• BRIEF: Extract every line from the records below that contains the word "calm".

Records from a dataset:

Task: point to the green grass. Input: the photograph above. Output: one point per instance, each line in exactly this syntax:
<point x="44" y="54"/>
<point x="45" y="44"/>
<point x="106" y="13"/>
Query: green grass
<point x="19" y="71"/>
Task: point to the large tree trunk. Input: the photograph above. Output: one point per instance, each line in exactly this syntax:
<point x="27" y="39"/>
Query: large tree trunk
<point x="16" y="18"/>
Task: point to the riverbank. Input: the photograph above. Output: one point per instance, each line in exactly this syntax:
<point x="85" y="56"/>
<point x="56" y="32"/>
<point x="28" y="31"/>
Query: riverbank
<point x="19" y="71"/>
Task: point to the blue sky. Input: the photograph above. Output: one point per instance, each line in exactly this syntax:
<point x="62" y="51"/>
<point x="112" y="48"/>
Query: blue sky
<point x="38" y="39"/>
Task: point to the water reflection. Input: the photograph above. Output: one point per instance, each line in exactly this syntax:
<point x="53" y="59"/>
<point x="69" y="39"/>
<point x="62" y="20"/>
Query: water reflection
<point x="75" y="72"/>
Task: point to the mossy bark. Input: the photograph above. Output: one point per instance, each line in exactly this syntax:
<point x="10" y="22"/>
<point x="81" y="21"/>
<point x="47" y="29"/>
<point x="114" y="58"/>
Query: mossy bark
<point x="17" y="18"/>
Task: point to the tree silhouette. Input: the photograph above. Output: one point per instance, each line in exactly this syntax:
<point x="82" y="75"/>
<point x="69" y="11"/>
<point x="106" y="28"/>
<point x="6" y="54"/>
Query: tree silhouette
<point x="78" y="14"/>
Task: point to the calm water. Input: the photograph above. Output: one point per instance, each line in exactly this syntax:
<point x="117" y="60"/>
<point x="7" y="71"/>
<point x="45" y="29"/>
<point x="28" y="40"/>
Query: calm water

• RESULT FOR THIS EXERCISE:
Task: point to the calm water. Input: the photograph above. Output: one point per instance, each line in exactly this syntax:
Query: calm water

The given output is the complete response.